(Position annotation records)
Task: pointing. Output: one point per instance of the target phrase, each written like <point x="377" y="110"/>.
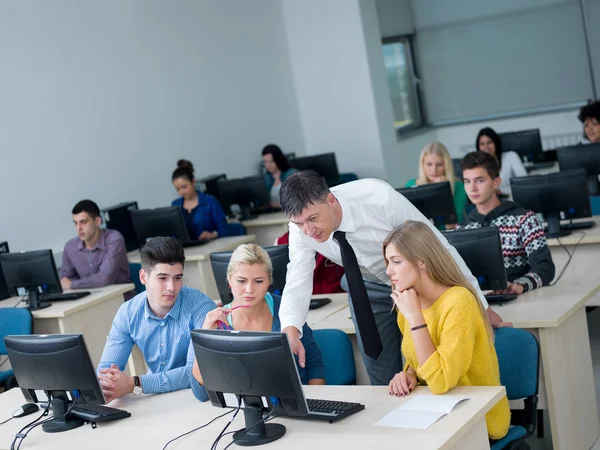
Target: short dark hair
<point x="161" y="250"/>
<point x="489" y="132"/>
<point x="474" y="160"/>
<point x="185" y="169"/>
<point x="301" y="190"/>
<point x="589" y="111"/>
<point x="282" y="163"/>
<point x="86" y="206"/>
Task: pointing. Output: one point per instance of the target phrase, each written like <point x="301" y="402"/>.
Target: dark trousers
<point x="389" y="363"/>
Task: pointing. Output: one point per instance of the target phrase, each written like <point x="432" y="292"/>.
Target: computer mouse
<point x="25" y="410"/>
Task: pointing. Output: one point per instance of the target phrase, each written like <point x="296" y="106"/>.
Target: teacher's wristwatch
<point x="137" y="386"/>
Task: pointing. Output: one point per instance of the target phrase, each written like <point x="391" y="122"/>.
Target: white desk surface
<point x="67" y="308"/>
<point x="276" y="218"/>
<point x="155" y="419"/>
<point x="201" y="252"/>
<point x="546" y="307"/>
<point x="592" y="235"/>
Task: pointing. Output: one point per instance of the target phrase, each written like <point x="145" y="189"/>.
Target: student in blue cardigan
<point x="277" y="170"/>
<point x="254" y="309"/>
<point x="204" y="216"/>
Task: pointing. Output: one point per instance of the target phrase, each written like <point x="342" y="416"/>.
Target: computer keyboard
<point x="500" y="298"/>
<point x="65" y="296"/>
<point x="98" y="413"/>
<point x="331" y="410"/>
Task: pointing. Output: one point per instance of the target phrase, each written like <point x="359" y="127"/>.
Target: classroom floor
<point x="594" y="331"/>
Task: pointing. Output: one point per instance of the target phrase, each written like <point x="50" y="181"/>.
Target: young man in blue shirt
<point x="159" y="322"/>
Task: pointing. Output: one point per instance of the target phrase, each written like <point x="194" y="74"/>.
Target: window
<point x="403" y="83"/>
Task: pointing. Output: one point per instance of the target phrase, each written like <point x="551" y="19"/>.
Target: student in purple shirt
<point x="204" y="216"/>
<point x="96" y="257"/>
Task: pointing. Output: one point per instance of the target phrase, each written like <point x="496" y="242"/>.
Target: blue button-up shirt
<point x="165" y="343"/>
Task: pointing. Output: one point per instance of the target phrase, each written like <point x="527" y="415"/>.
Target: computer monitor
<point x="585" y="157"/>
<point x="279" y="259"/>
<point x="324" y="164"/>
<point x="434" y="200"/>
<point x="118" y="218"/>
<point x="250" y="193"/>
<point x="59" y="365"/>
<point x="4" y="291"/>
<point x="252" y="365"/>
<point x="527" y="144"/>
<point x="34" y="271"/>
<point x="159" y="222"/>
<point x="481" y="249"/>
<point x="561" y="195"/>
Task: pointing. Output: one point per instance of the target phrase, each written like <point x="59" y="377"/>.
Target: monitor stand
<point x="60" y="405"/>
<point x="34" y="300"/>
<point x="256" y="431"/>
<point x="554" y="229"/>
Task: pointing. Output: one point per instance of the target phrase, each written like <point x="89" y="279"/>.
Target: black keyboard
<point x="65" y="297"/>
<point x="98" y="413"/>
<point x="500" y="298"/>
<point x="331" y="410"/>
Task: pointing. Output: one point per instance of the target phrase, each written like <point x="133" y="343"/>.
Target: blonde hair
<point x="416" y="241"/>
<point x="250" y="254"/>
<point x="437" y="149"/>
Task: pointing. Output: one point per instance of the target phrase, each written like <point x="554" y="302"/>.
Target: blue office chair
<point x="134" y="270"/>
<point x="519" y="360"/>
<point x="338" y="356"/>
<point x="12" y="321"/>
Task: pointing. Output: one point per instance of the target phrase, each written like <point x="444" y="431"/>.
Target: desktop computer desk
<point x="267" y="227"/>
<point x="91" y="316"/>
<point x="556" y="316"/>
<point x="197" y="271"/>
<point x="156" y="419"/>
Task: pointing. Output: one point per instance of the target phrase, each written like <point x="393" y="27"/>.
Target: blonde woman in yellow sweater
<point x="447" y="338"/>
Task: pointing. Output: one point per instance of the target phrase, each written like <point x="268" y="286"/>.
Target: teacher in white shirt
<point x="348" y="225"/>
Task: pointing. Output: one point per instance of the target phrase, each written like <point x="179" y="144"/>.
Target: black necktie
<point x="360" y="301"/>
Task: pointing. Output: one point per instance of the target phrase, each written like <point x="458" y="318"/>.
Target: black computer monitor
<point x="251" y="365"/>
<point x="118" y="218"/>
<point x="434" y="200"/>
<point x="559" y="196"/>
<point x="34" y="271"/>
<point x="527" y="144"/>
<point x="250" y="193"/>
<point x="279" y="259"/>
<point x="159" y="222"/>
<point x="59" y="365"/>
<point x="4" y="291"/>
<point x="324" y="164"/>
<point x="585" y="157"/>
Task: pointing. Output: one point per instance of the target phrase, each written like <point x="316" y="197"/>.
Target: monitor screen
<point x="481" y="249"/>
<point x="60" y="366"/>
<point x="159" y="222"/>
<point x="558" y="196"/>
<point x="434" y="200"/>
<point x="34" y="271"/>
<point x="585" y="157"/>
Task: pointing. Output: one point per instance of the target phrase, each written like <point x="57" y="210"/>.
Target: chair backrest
<point x="338" y="356"/>
<point x="14" y="321"/>
<point x="134" y="270"/>
<point x="519" y="360"/>
<point x="279" y="259"/>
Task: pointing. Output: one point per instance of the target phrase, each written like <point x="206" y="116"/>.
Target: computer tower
<point x="118" y="218"/>
<point x="4" y="293"/>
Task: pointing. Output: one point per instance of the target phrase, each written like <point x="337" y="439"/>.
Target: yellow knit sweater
<point x="464" y="355"/>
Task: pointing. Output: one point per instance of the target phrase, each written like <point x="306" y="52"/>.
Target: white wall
<point x="329" y="43"/>
<point x="99" y="100"/>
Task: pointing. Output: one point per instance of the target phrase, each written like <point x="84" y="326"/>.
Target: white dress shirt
<point x="370" y="210"/>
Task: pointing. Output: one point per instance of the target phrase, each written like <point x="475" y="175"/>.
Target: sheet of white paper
<point x="433" y="403"/>
<point x="409" y="419"/>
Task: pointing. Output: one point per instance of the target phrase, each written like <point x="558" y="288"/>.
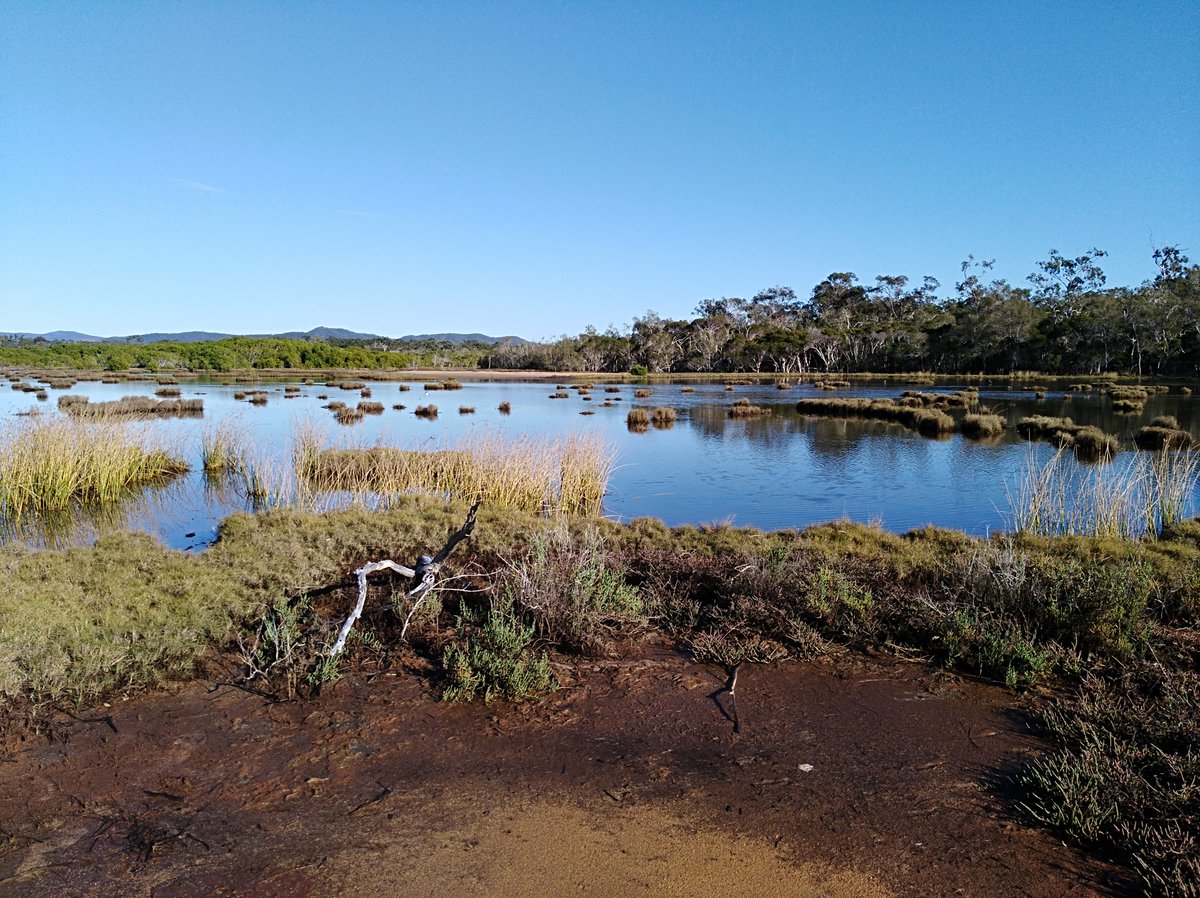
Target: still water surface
<point x="780" y="472"/>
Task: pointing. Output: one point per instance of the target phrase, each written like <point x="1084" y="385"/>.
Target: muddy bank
<point x="847" y="778"/>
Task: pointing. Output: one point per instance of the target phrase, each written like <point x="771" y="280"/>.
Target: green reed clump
<point x="222" y="448"/>
<point x="982" y="426"/>
<point x="133" y="407"/>
<point x="743" y="408"/>
<point x="49" y="466"/>
<point x="1087" y="443"/>
<point x="1143" y="496"/>
<point x="568" y="476"/>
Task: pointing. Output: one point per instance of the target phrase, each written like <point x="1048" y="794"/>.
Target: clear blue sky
<point x="533" y="168"/>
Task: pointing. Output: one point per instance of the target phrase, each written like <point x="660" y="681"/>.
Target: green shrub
<point x="496" y="659"/>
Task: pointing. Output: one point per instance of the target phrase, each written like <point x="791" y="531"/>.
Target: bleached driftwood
<point x="425" y="573"/>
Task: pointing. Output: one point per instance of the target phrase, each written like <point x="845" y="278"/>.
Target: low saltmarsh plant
<point x="574" y="591"/>
<point x="495" y="658"/>
<point x="51" y="465"/>
<point x="1125" y="778"/>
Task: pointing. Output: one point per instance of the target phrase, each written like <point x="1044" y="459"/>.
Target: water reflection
<point x="773" y="472"/>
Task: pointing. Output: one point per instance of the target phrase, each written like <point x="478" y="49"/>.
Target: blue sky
<point x="533" y="168"/>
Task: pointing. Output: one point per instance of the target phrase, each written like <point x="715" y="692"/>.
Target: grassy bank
<point x="1105" y="623"/>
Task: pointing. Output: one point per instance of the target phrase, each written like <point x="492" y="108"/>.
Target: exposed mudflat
<point x="846" y="778"/>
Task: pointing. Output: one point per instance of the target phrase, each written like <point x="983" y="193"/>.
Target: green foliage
<point x="1125" y="778"/>
<point x="496" y="659"/>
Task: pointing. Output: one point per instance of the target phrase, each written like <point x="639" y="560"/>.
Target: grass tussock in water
<point x="48" y="466"/>
<point x="568" y="476"/>
<point x="1086" y="442"/>
<point x="982" y="426"/>
<point x="1163" y="432"/>
<point x="132" y="407"/>
<point x="1140" y="496"/>
<point x="925" y="420"/>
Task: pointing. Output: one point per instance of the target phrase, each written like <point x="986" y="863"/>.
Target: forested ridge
<point x="1066" y="321"/>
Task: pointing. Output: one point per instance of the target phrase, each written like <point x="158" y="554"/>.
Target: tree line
<point x="1066" y="321"/>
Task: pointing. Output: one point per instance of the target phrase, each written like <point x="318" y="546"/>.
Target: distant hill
<point x="196" y="336"/>
<point x="466" y="339"/>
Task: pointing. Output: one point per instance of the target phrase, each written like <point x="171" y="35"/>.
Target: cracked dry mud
<point x="847" y="778"/>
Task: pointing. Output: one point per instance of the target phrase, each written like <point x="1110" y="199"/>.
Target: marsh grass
<point x="52" y="465"/>
<point x="913" y="413"/>
<point x="1089" y="443"/>
<point x="743" y="408"/>
<point x="982" y="426"/>
<point x="1163" y="432"/>
<point x="567" y="476"/>
<point x="1141" y="496"/>
<point x="132" y="407"/>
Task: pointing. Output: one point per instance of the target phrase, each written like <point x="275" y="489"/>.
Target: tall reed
<point x="53" y="465"/>
<point x="1137" y="497"/>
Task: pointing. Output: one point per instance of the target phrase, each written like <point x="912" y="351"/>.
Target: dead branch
<point x="425" y="573"/>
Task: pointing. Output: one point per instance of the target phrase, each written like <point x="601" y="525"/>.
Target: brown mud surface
<point x="846" y="778"/>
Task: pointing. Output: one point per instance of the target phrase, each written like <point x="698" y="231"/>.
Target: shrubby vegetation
<point x="1110" y="621"/>
<point x="240" y="354"/>
<point x="1066" y="321"/>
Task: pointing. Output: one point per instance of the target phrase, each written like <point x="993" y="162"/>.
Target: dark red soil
<point x="629" y="779"/>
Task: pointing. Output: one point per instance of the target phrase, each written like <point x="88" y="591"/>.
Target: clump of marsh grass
<point x="743" y="408"/>
<point x="1163" y="432"/>
<point x="569" y="474"/>
<point x="133" y="407"/>
<point x="1087" y="442"/>
<point x="1143" y="496"/>
<point x="222" y="448"/>
<point x="48" y="466"/>
<point x="982" y="426"/>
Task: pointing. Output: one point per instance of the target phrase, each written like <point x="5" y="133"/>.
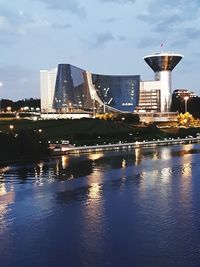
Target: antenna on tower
<point x="161" y="46"/>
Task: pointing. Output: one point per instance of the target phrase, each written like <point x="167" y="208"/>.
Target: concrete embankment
<point x="125" y="146"/>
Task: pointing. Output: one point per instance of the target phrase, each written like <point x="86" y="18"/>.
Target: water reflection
<point x="71" y="167"/>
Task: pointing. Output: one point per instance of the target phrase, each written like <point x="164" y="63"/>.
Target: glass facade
<point x="118" y="92"/>
<point x="73" y="92"/>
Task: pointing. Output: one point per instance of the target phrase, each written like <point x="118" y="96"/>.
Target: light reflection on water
<point x="125" y="208"/>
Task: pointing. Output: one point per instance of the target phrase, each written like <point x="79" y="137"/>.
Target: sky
<point x="102" y="36"/>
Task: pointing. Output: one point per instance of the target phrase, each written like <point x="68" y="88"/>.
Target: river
<point x="127" y="208"/>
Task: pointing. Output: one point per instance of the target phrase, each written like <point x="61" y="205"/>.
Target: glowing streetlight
<point x="186" y="99"/>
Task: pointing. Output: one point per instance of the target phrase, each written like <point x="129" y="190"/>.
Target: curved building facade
<point x="77" y="89"/>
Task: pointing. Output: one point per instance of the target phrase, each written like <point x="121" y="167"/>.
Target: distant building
<point x="69" y="89"/>
<point x="182" y="93"/>
<point x="77" y="89"/>
<point x="162" y="64"/>
<point x="47" y="89"/>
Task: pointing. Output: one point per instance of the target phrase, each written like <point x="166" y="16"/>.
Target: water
<point x="128" y="208"/>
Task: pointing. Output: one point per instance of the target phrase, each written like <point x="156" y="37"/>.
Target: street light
<point x="186" y="99"/>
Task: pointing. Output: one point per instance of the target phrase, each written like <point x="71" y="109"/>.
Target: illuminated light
<point x="123" y="163"/>
<point x="94" y="191"/>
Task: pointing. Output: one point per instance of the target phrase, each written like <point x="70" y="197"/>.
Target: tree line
<point x="19" y="104"/>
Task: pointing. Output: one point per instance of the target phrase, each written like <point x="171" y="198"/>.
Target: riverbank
<point x="125" y="146"/>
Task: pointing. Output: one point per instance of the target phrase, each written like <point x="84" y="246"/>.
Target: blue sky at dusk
<point x="103" y="36"/>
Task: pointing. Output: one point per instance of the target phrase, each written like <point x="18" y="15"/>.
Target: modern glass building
<point x="77" y="89"/>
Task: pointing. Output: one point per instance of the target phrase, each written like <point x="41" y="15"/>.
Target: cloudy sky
<point x="103" y="36"/>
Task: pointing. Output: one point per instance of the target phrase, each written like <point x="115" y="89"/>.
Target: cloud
<point x="148" y="42"/>
<point x="175" y="21"/>
<point x="185" y="36"/>
<point x="63" y="5"/>
<point x="120" y="1"/>
<point x="121" y="38"/>
<point x="18" y="82"/>
<point x="110" y="20"/>
<point x="13" y="24"/>
<point x="102" y="39"/>
<point x="61" y="26"/>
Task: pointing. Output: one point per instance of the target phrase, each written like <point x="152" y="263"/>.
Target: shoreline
<point x="125" y="146"/>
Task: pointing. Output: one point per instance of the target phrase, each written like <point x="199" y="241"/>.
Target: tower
<point x="162" y="64"/>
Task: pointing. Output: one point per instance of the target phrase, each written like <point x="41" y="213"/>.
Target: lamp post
<point x="186" y="99"/>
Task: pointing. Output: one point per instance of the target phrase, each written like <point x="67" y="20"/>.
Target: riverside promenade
<point x="125" y="146"/>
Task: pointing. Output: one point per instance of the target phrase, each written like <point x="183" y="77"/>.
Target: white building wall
<point x="150" y="85"/>
<point x="47" y="88"/>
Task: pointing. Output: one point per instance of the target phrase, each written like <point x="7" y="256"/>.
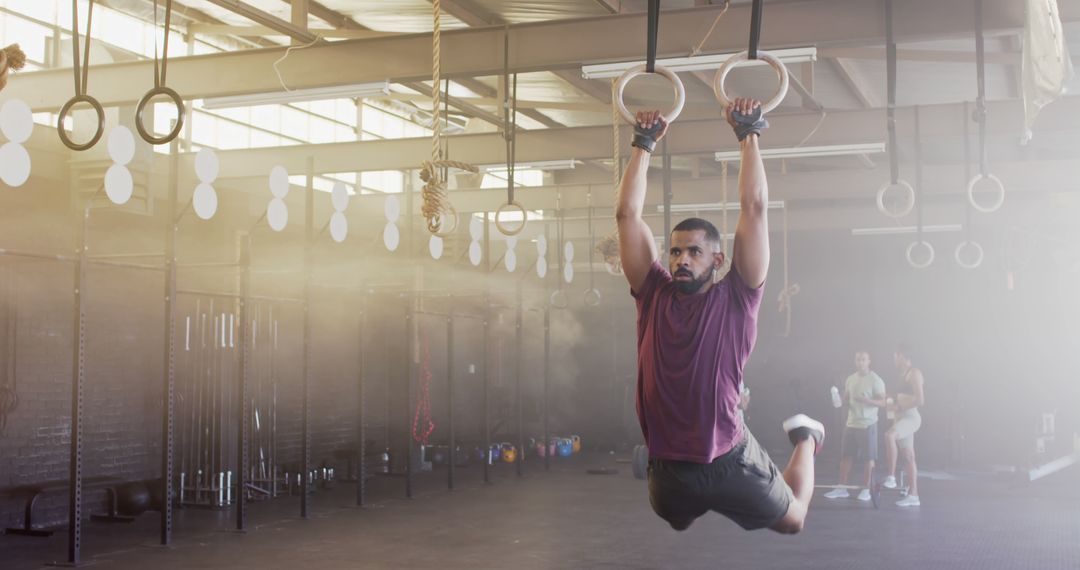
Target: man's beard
<point x="694" y="285"/>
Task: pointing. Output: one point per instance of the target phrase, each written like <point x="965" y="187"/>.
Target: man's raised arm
<point x="636" y="246"/>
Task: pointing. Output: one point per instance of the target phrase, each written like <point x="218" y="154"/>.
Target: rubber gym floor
<point x="567" y="518"/>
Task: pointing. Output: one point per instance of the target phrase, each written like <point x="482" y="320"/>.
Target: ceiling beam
<point x="535" y="46"/>
<point x="855" y="82"/>
<point x="686" y="137"/>
<point x="612" y="7"/>
<point x="471" y="15"/>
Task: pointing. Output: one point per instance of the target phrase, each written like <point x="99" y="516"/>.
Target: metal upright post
<point x="78" y="375"/>
<point x="517" y="384"/>
<point x="243" y="460"/>
<point x="547" y="382"/>
<point x="309" y="212"/>
<point x="485" y="401"/>
<point x="169" y="392"/>
<point x="361" y="418"/>
<point x="408" y="380"/>
<point x="451" y="452"/>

# Problem details
Copy out each line in the items above that contains the word "distant".

# Solution to this problem
Target: distant hill
Target: distant building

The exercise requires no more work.